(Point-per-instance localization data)
=-=-=

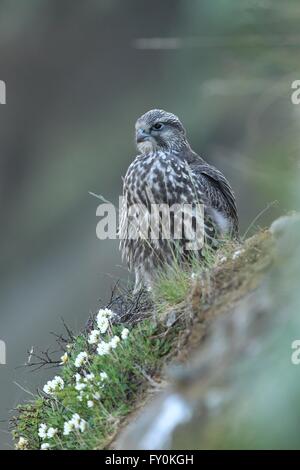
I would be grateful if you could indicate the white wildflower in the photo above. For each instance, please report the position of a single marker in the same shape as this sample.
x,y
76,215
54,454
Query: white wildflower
x,y
114,342
103,324
52,386
64,359
81,359
82,425
68,428
89,377
80,386
51,432
22,444
93,337
45,446
237,253
125,333
42,433
103,348
103,376
104,313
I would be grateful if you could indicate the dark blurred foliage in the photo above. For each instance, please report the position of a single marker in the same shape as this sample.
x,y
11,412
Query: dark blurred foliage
x,y
78,74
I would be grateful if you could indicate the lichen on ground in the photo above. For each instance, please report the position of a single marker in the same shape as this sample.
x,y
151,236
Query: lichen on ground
x,y
109,369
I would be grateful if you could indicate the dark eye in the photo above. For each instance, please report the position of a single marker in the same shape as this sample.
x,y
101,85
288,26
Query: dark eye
x,y
158,126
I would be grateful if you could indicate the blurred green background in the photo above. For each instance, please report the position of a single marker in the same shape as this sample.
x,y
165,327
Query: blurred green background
x,y
78,74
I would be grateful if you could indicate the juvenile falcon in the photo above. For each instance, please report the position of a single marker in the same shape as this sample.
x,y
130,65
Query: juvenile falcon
x,y
168,172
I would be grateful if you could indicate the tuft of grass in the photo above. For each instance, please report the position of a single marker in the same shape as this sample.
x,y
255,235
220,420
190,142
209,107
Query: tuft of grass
x,y
127,368
173,284
232,271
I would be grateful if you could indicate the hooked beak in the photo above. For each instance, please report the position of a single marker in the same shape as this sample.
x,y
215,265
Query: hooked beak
x,y
142,135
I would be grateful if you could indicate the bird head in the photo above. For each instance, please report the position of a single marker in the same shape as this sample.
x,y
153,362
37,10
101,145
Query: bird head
x,y
159,130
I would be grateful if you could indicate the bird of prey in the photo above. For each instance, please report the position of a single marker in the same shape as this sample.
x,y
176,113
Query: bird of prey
x,y
168,172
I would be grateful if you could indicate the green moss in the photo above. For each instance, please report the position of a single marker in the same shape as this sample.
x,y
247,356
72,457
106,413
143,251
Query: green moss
x,y
228,273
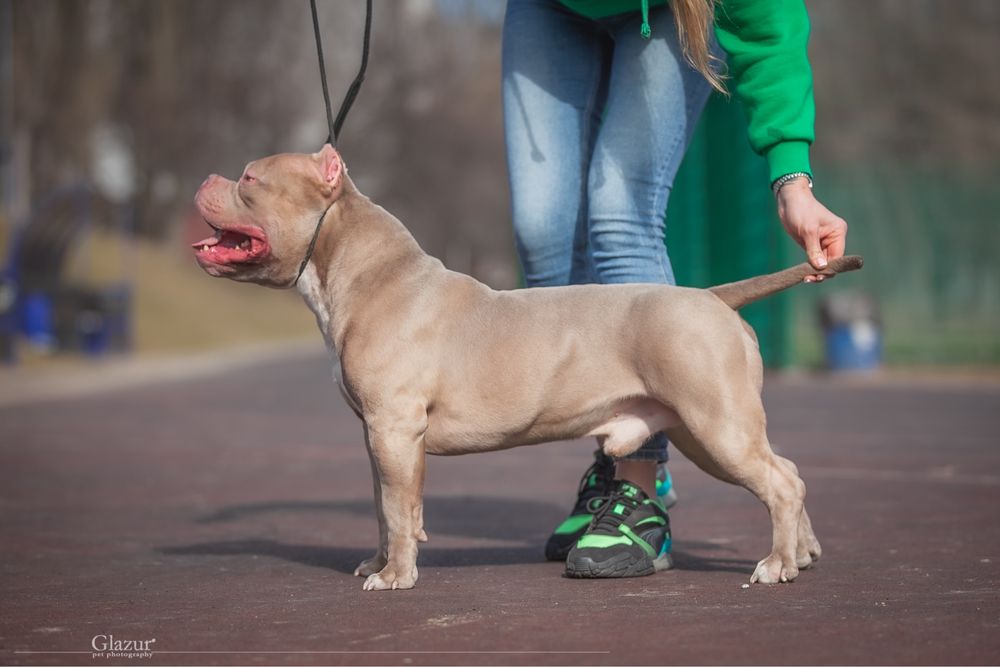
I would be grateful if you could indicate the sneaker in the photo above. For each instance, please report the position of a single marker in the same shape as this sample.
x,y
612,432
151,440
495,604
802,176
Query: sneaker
x,y
628,537
595,485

=-=-=

WORK TO BE COMPLETED
Lines before the one containing "Query: green moss" are not wanted; write out that line and every later line through the end of the data above, exactly, without pictures.

YOUR RESPONSE
Query: green moss
x,y
228,273
I would be grateful if you could indicate the sneaker in the photo above. For each instance, please report the position of a single marker in the same shape as this sample.
x,y
612,432
151,440
495,604
802,176
Query: sneaker
x,y
628,537
595,485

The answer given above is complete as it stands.